_What you need to do_
Render the listing below as a JSON list of strings, one string for each line, with blank lines omitted. Leave the pictures out of your answer.

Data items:
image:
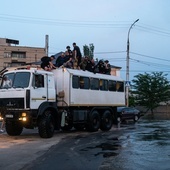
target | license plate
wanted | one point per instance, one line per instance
(9, 116)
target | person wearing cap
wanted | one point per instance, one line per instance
(107, 67)
(77, 55)
(68, 53)
(47, 63)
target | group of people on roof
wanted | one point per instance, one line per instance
(73, 59)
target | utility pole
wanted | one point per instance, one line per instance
(46, 44)
(127, 66)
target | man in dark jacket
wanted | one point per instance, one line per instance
(77, 54)
(47, 63)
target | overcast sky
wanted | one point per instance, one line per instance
(105, 23)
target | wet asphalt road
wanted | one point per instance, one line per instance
(141, 146)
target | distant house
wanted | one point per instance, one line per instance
(13, 55)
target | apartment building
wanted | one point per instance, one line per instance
(12, 55)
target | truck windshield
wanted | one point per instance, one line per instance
(15, 80)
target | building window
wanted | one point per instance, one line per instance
(112, 85)
(94, 83)
(7, 64)
(18, 54)
(7, 54)
(103, 85)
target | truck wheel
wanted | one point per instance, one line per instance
(106, 121)
(67, 127)
(93, 123)
(46, 125)
(13, 128)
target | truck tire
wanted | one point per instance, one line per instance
(79, 126)
(106, 121)
(93, 123)
(46, 125)
(13, 128)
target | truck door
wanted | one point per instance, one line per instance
(38, 91)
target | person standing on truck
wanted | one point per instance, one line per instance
(77, 55)
(47, 63)
(107, 67)
(6, 82)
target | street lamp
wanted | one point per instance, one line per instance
(127, 65)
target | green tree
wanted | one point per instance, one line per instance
(88, 50)
(149, 90)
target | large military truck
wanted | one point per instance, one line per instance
(61, 99)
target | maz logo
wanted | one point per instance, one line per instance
(10, 104)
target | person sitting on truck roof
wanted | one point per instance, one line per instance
(47, 63)
(61, 60)
(6, 82)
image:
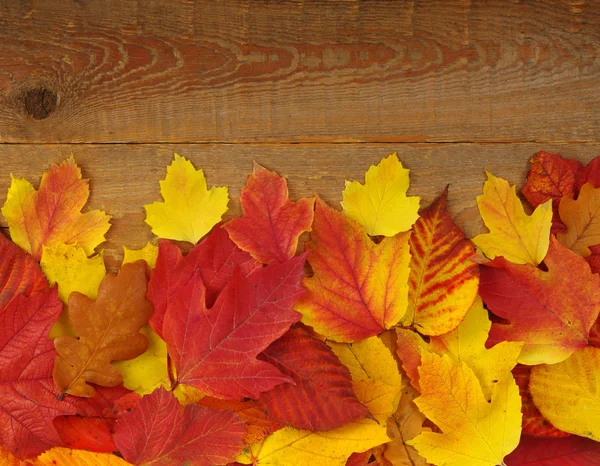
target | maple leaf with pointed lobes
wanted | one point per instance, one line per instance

_Exercise solution_
[
  "image:",
  "target | license plate",
  "wanted | one point per instance, one line per instance",
  "(9, 116)",
  "target | person wearing cap",
  "wanted | one point per instance, one line per instance",
  "(107, 67)",
  "(77, 55)",
  "(68, 53)",
  "(47, 63)",
  "target | group of people on roof",
  "wanted | one point per instance, one line per instance",
  "(73, 59)",
  "target | utility pole",
  "wanted | one point per instance, one line per instance",
  "(46, 44)",
  "(127, 66)",
  "target | man in dark jacket",
  "wanted | one point per instance, one line per instance",
  "(77, 54)",
  "(47, 63)",
  "target | overcast sky",
  "wanted | one point per instance, one line per instance",
  "(105, 23)",
  "target | wet asphalt road",
  "wanted | one point per instance, one line per instance",
  "(141, 146)",
  "target | distant house",
  "wanted | one point per instance, one line per instance",
  "(13, 55)",
  "target | apartment building",
  "wanted | one point per instance, one line per instance",
  "(12, 55)",
  "target | truck windshield",
  "wanted | one point per instance, one line per instance",
  "(15, 80)",
  "target | building window",
  "wanted | one point per instance, one line per instance",
  "(112, 85)",
  "(94, 83)",
  "(7, 64)",
  "(18, 54)",
  "(7, 54)",
  "(103, 85)",
  "target | truck wheel",
  "wanted | one point per instance, one line per instance",
  "(106, 121)",
  "(67, 127)",
  "(93, 123)",
  "(46, 125)",
  "(13, 128)",
  "target | truck tire",
  "wanted | one point per instance, one line per instance",
  "(79, 126)",
  "(106, 121)",
  "(93, 123)",
  "(46, 125)",
  "(13, 128)",
  "target | truck door",
  "wanted | one point per instance, one line per instance",
  "(38, 91)",
  "target | person standing on truck",
  "wanted | one point per instance, one line per instance",
  "(77, 55)",
  "(47, 63)",
  "(107, 67)",
  "(6, 82)",
  "target | street lamp",
  "wanted | one point per instance, one line per instance",
  "(127, 65)",
  "target | green tree",
  "wanted | one point per instance, one line per instance",
  "(88, 50)",
  "(149, 90)",
  "target | large military truck",
  "wanted | one point per instance, one line per instance",
  "(61, 99)",
  "target | maz logo",
  "wanted | one point per instance, one line per instance",
  "(10, 104)",
  "target | person sitting on truck roof",
  "wanted | one point per instance, one line per instance",
  "(47, 63)",
  "(61, 60)",
  "(6, 82)",
  "image:",
  "target | maple leaf with pointed lobes",
  "wanted | one point per instance, one line per instance"
]